* Quoted passage
----------

Muza v Saruchera N.O. & Ors (CCZ 5 of 2019; Constitutional Application CCZ 32 of 2018) [2019] ZWCC 5 (27 February 2019)

Judgment No. CCZ 5/19

Constitutional Application No. CCZ 32/18




(1) REGGY FRANCIS SARUCHERA (in his capacity as liquidator of J.W. Jaggers Wholesalers (Pvt) Ltd)





HARARE, 23 OCTOBER, 2018 & FEBRUARY 27, 2019

The applicant in person

Ms M G Nhare, for the first respondent

Mr N Mutandagumbo, for the second respondent

No appearance for the third and fourth respondents

Before: MALABA CJ, In Chambers

The applicant approached the Constitutional Court (“the Court”) in terms of r 32(2) of the Constitutional Court Rules, 2016 (“the Rules”) seeking leave to appeal against an order of the Supreme Court (“the court a quo”) which was couched as follows:

WHEREUPON, after reading documents filed of record,


The appeal having been withdrawn, the appeal be and is hereby dismissed with no order as to costs.” (emphasis added)

The facts leading to the application are as follows.

The applicant owned an immovable property which was sold to the second respondent by the first respondent. It is averred that the property was subsequently transferred into the second respondent’s name by the fourth respondent at the instance of the first respondent. The applicant was aggrieved by the sale and transfer of the property and approached the High Court seeking an order setting them aside.

----------

* Instruction
Please pick up the court judgment on the property sale dispute above after its last sentence and carry it forward for a paragraph or two.

* Data provided
----------

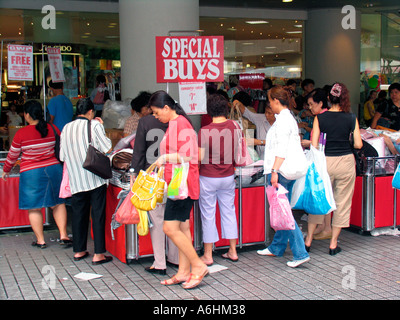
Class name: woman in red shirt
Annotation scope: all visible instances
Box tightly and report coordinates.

----------

* Answer to the task
The applicant’s case in the High Court was that the sale and transfer of the property was driven by unfairness, impartiality and lack of independence. The High Court did not find in his favour. The applicant noted an appeal against the decision to the court a quo. On the day of the hearing of the appeal, the court a quo issued the order set out at the beginning of the judgment. It is against the order that the applicant seeks leave to appeal to the Court.

In his founding affidavit, the applicant contended that the court a quo infringed his right to a fair hearing by acting as if it had no power to reverse an illegal transfer of a property. The applicant alleged that the court a quo had not acted impartially. He said the court a quo acted unfairly when it failed to set aside the transfer of the property when it had been made aware that there was a court action to stop the transfer of the property. He alleged further that the court a quo ignored evidence to the effect that “Court Officers manipulated processes by misleading a High Court Judge that culminated in the appellant being evicted from the property in question”.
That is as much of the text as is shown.